BRIEF -
Gather every line in the entries below that contains the string "dried", and copy each one as it stands.
--- Start RECORDS FOR THIS EXERCISE ---
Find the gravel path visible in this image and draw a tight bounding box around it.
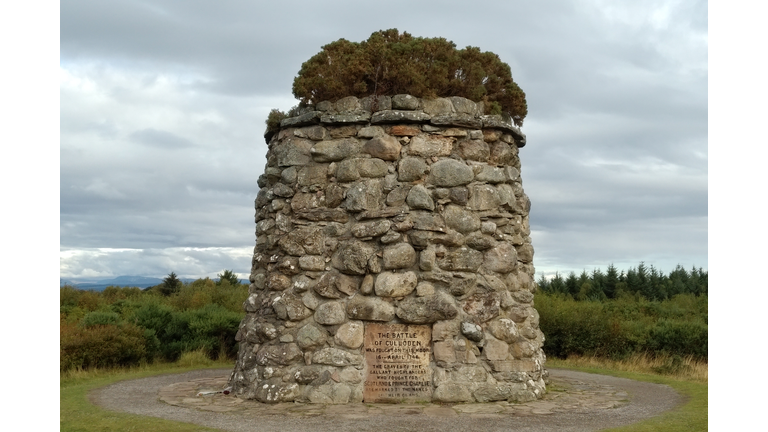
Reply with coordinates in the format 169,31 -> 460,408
89,369 -> 685,432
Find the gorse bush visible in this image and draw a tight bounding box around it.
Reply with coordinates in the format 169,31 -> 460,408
535,293 -> 708,361
59,322 -> 151,371
60,275 -> 248,371
288,29 -> 528,126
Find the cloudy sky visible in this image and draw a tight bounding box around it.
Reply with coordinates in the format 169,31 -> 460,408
59,0 -> 708,280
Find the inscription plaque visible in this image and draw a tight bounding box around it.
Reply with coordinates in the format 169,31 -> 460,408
363,323 -> 432,402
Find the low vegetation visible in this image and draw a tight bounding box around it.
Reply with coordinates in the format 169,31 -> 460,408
59,273 -> 248,371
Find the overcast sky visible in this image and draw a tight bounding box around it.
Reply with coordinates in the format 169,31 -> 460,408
59,0 -> 708,280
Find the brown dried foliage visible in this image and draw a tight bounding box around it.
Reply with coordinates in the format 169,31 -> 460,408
293,29 -> 528,126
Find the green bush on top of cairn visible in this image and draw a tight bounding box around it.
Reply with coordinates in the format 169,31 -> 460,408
268,29 -> 528,129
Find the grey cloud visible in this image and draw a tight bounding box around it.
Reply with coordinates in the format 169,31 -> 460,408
60,0 -> 708,275
130,128 -> 195,149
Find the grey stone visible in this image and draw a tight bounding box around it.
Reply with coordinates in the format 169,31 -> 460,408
517,244 -> 533,263
357,126 -> 388,138
296,323 -> 328,349
360,96 -> 392,112
312,348 -> 363,367
467,184 -> 501,211
374,270 -> 418,297
480,221 -> 496,234
280,111 -> 321,128
464,233 -> 496,251
280,166 -> 299,185
296,164 -> 328,186
432,320 -> 459,342
421,98 -> 453,115
299,255 -> 325,271
275,138 -> 314,167
405,185 -> 435,210
325,183 -> 345,208
331,240 -> 374,275
410,210 -> 445,232
432,382 -> 473,402
347,295 -> 395,322
429,113 -> 483,129
334,96 -> 362,113
310,138 -> 361,162
355,158 -> 388,178
448,187 -> 469,206
488,141 -> 514,166
437,247 -> 483,272
448,276 -> 477,297
293,365 -> 324,384
291,193 -> 325,212
397,157 -> 427,182
267,273 -> 291,291
449,96 -> 479,116
371,110 -> 432,124
363,135 -> 402,161
301,291 -> 320,310
475,166 -> 507,183
351,219 -> 392,238
272,294 -> 312,321
487,318 -> 520,344
256,343 -> 304,366
379,231 -> 403,244
462,291 -> 500,322
360,274 -> 373,295
458,139 -> 491,162
344,180 -> 383,212
379,243 -> 416,270
272,183 -> 293,198
387,186 -> 411,207
320,111 -> 371,124
392,94 -> 419,110
512,291 -> 533,304
408,134 -> 454,157
336,159 -> 360,182
315,301 -> 347,325
395,292 -> 458,324
428,159 -> 475,187
461,321 -> 485,342
334,321 -> 363,349
483,242 -> 517,273
432,340 -> 456,364
293,125 -> 328,141
419,245 -> 437,271
443,204 -> 482,234
389,125 -> 421,137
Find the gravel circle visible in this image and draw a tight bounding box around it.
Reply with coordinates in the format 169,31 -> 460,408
89,369 -> 685,432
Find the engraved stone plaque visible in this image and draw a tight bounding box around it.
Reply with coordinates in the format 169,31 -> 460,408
363,323 -> 432,402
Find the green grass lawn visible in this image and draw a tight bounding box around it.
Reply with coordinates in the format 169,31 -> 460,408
60,360 -> 708,432
59,362 -> 232,432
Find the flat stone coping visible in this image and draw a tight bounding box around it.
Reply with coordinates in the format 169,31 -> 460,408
89,369 -> 685,432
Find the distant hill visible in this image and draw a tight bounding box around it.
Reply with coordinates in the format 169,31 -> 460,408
59,276 -> 250,291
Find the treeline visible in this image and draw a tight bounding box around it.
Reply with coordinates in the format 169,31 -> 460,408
59,273 -> 248,371
535,292 -> 708,361
536,262 -> 708,301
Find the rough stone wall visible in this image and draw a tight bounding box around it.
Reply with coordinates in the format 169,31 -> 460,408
230,95 -> 546,403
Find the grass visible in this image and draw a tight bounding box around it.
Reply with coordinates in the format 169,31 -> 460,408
59,353 -> 232,432
547,356 -> 709,432
60,352 -> 708,432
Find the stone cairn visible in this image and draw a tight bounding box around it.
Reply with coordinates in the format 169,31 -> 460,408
229,95 -> 547,404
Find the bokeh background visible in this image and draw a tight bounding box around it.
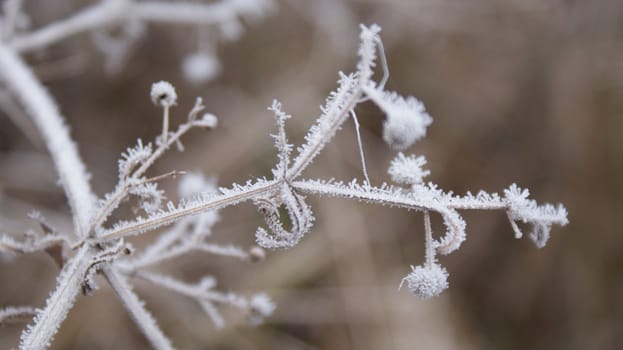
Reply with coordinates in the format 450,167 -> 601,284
0,0 -> 623,350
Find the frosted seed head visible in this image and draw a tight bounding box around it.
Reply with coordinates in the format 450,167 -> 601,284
182,52 -> 221,85
383,97 -> 432,150
193,113 -> 218,129
387,152 -> 430,185
178,172 -> 216,199
249,246 -> 266,262
150,80 -> 177,107
400,263 -> 448,299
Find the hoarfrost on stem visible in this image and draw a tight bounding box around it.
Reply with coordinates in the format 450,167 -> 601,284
0,10 -> 567,349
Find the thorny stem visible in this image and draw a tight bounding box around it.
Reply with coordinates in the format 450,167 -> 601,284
88,123 -> 194,237
424,210 -> 435,267
102,266 -> 173,350
9,0 -> 264,52
0,44 -> 94,237
287,89 -> 363,181
20,245 -> 95,350
98,181 -> 282,241
160,106 -> 170,143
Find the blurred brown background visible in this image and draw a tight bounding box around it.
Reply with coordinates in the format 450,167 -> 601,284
0,0 -> 623,350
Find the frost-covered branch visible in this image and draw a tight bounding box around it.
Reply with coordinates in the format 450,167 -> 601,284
10,0 -> 273,52
0,21 -> 567,349
0,44 -> 95,237
103,266 -> 174,350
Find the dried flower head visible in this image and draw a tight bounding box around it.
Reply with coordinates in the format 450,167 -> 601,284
400,263 -> 448,299
150,80 -> 177,107
387,152 -> 430,185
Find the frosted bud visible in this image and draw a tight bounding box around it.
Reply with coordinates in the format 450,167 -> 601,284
387,152 -> 430,185
193,113 -> 218,129
383,96 -> 432,149
400,263 -> 448,299
182,52 -> 221,84
178,172 -> 214,198
364,83 -> 433,150
249,246 -> 266,262
150,80 -> 177,107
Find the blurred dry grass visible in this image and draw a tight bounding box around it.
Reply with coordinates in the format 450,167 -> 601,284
0,0 -> 623,349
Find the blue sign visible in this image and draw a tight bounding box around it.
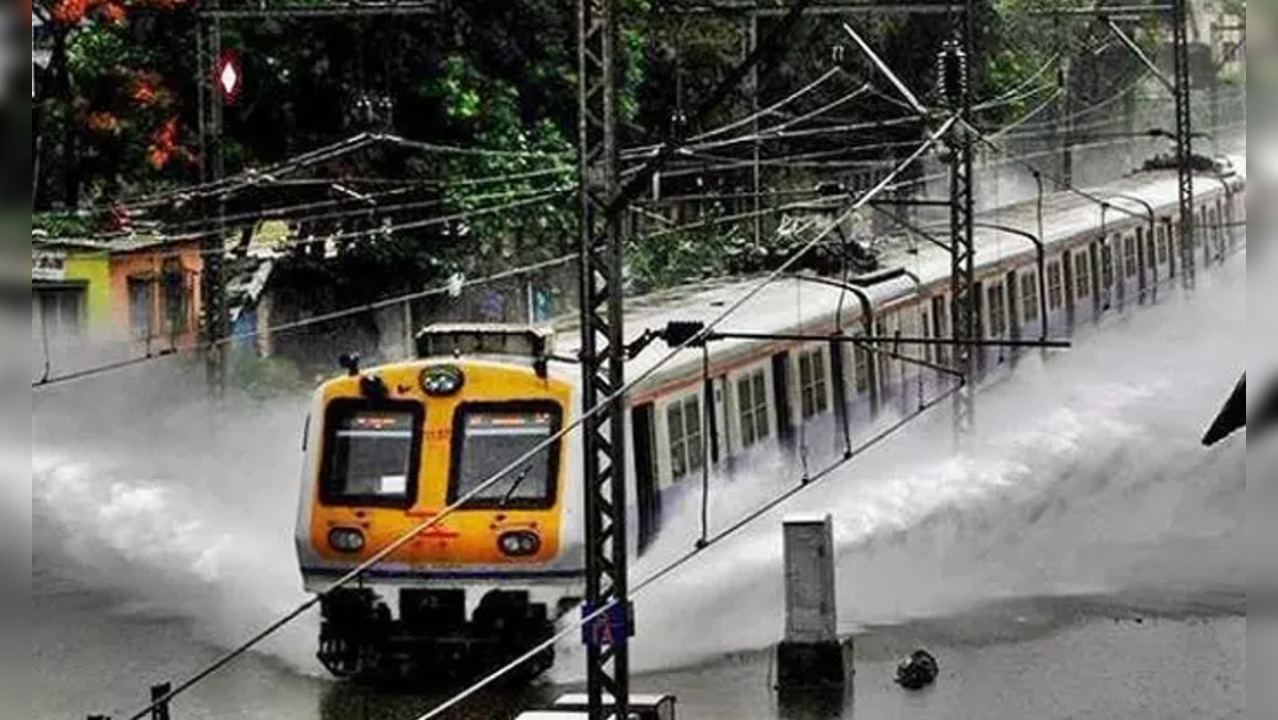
--- End RECORDS FOR THIS EXERCISE ---
TASK RESPONSE -
Find the brown dried foliage visible in this image and draw a tight bounding box around it.
Find the dried flower head visible in this image and draw a tight bounding box around it.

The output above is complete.